++++ Passage for review ++++

Furthermore, at the Kaiser web site’s President’s Message page in an article titled “The Kaiser Family Foundation’s Role in Today’s Health Care System,” published 6/09, there is a telling but subtle phrase innocuously positioned in the body of the article that provides significant insight into the philosophical and political position of the organization.  According to President Altman, “the recorded intent of the donor (Henry J. Kaiser), somewhat like the U.S. Constitution, is living language that must be interpreted by successive generations of foundation executives and trustees in light of changing circumstances and opportunities.”  A living and breathing will or trust is fine for a philanthropic organization, but it is a substantial point of divergence between liberals and conservatives when it is applied to the Founding Documents.  (Bolded are author’s emphasis)        


President Altman described the foundation’s view of itself as a legitimate public resource, writing “We have a clear sense of our three audiences: policymakers, the media, and the general public.  We work to put the fruits of health services and health policy research into formats that these three audiences can readily digest.”


Easy to digest perhaps if the reader is a university professor, a jurist doctorate or a high school educated U.S. senator.  To this average Alaskan however, an extended visit to the Kaiser Family Fund’s web site was cause for indigestion complicated by vertigo. 


Although this article documents some specific philosophical and political implications found at the KFF web site, reading the site was an exercise in futility in an attempt to evaluate the myriad proposals and bills to reform health care insurance.  Moreover, using the side-by-side comparison tool was a journey to nowhere, with one major exception.


Of particular interest in a side-by-side comparison of the four primary plans now before congress, three of them begin with the word “REQUIRE,” as in require individuals or require most U.S citizens.  Paraphrasing a great president from the old Democratic Party, it appears as though the American people will soon decide if we question not what the federal government requires of you, but question what you require of your federal government.

++++ Data extract ++++

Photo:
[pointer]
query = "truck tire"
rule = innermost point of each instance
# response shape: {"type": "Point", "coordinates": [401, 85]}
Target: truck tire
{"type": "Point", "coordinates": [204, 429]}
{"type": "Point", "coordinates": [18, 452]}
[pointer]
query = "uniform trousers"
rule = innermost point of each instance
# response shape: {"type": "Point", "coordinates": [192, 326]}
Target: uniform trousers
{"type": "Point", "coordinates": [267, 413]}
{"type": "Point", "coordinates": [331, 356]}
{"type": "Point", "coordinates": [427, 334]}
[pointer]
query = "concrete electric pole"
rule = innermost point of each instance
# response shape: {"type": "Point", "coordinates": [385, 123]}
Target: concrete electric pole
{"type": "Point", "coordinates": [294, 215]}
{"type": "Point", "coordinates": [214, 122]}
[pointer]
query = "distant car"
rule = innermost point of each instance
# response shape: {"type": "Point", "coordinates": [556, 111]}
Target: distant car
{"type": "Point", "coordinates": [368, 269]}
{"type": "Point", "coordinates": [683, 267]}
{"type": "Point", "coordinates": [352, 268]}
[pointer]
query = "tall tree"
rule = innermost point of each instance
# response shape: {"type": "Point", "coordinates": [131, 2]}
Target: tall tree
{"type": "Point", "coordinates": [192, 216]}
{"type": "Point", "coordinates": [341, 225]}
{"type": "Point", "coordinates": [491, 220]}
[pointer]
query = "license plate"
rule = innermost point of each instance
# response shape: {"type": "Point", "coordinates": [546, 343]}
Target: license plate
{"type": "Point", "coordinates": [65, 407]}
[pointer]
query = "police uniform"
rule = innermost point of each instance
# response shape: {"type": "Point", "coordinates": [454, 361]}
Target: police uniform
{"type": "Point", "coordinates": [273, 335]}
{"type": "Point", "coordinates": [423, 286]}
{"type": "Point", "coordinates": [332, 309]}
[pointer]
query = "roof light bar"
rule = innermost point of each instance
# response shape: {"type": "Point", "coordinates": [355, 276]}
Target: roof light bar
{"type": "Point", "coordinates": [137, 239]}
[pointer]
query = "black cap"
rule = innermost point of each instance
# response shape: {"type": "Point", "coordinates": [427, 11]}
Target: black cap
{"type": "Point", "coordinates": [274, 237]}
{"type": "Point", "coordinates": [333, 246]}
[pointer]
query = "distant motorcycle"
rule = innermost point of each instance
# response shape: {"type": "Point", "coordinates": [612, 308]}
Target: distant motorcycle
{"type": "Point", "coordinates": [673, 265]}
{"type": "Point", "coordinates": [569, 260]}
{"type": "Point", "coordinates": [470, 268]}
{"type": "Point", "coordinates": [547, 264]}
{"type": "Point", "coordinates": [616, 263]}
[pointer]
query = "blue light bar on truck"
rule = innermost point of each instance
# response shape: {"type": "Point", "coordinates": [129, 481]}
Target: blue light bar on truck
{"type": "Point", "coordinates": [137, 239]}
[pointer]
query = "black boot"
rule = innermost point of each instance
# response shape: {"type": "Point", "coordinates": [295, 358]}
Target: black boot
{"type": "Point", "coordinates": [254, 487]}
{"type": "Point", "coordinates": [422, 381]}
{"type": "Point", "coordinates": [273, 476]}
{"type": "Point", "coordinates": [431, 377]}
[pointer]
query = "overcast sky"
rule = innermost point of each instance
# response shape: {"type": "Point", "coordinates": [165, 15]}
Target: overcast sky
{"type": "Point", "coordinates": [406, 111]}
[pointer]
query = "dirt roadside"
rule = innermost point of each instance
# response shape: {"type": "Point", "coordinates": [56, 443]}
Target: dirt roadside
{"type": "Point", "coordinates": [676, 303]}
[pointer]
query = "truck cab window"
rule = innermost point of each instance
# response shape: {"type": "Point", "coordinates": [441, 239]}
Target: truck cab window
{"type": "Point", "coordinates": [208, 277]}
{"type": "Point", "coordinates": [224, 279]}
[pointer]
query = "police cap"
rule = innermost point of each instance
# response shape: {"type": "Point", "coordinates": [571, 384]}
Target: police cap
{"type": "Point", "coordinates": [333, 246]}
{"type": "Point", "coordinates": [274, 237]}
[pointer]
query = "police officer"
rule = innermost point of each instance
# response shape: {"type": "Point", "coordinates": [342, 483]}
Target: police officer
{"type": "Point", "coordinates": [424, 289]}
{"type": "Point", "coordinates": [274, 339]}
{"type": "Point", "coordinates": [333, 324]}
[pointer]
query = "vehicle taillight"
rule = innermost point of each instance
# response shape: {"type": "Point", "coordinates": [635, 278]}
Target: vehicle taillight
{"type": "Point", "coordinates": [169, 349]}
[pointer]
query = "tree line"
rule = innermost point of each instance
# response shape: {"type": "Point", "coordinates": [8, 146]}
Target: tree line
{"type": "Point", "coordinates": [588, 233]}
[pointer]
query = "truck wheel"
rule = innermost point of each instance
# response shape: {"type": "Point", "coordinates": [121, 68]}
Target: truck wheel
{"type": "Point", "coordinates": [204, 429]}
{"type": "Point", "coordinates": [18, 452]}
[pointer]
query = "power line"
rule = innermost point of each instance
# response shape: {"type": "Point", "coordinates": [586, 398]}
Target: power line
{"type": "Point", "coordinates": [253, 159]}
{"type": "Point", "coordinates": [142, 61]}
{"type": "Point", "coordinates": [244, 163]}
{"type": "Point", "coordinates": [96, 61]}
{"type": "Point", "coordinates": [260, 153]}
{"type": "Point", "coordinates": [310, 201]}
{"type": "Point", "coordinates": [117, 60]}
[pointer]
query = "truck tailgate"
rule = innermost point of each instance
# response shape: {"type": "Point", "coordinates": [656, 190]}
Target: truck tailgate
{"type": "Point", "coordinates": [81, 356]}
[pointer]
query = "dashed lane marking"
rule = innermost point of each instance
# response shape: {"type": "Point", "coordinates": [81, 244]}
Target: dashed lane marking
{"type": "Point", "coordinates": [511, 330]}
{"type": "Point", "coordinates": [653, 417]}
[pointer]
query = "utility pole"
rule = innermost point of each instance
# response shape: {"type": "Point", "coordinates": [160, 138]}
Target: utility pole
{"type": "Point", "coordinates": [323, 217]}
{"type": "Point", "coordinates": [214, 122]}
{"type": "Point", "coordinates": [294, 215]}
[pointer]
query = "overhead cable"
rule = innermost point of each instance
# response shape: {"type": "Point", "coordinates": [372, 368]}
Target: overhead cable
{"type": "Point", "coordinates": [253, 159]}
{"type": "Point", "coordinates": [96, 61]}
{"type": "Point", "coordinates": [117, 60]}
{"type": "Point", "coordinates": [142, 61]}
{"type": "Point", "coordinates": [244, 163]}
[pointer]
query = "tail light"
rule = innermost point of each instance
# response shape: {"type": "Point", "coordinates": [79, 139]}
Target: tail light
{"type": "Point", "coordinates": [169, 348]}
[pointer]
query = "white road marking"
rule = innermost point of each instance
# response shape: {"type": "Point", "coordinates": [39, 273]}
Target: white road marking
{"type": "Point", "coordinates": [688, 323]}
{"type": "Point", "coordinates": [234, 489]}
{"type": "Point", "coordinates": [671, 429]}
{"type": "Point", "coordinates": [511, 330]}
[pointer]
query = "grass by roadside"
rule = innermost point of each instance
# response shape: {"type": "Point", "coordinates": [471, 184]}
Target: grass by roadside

++++

> _Tasks and exercises_
a) In the commentary on the Kaiser Family Foundation, which three audiences does President Altman say the foundation serves?
b) Extend the commentary on the Kaiser Family Foundation beyond its final sentence.

> _Activity answers_
a) Policymakers, the media, and the general public.

b)
It is unfortunate that those people who seek radical changes in health care delivery are less than candid in the process that they have engaged to implement the changes.  This lack of candor raises the suspicions of the average citizen and further enables the antagonists.  Statements and decisions attributed to the highest office in the land suggesting the use of focus groups to determine the terminology (System Reform or Health Insurance Reform) best suited to sell an important policy is extremely unhelpful.         


On the other hand, honest and forthright presentations of a politician’s goals, if they are noble to begin with, would be a helpful choice.  Otherwise, assertions such as “If radical System Reformers succeed in nationalizing health care, then say good bye to liberty as it is currently known” can flourish in the suspicious environment produced by the lack of candor and perceived ignobility. 


Moreover, while most System Reformer antagonists claim that people will become fearful to speak out against a government that has the power to grant or withhold health care services, not much has been mentioned of the propensity for countless many Americans who will avoid accessing care for fear of being labeled an abuser of the system or, worse yet, a malingerer or a mental case.  Labels such as these can easily be generated by undesirable government officials.    


Imagine then, Mrs. Jones, who just received a letter from the Office of the Secretary, National Health Services, informing her that any future visits to the clinic will have to be pre-approved by the Secretary. 


Now imagine what behavioral changes that letter, and many others like it, will have on all of Mrs. Jones’ friends and neighbors.  Big brother doesn’t have to watch everyone now, does he? 


Ultimately, everyone will question what they demand of their government.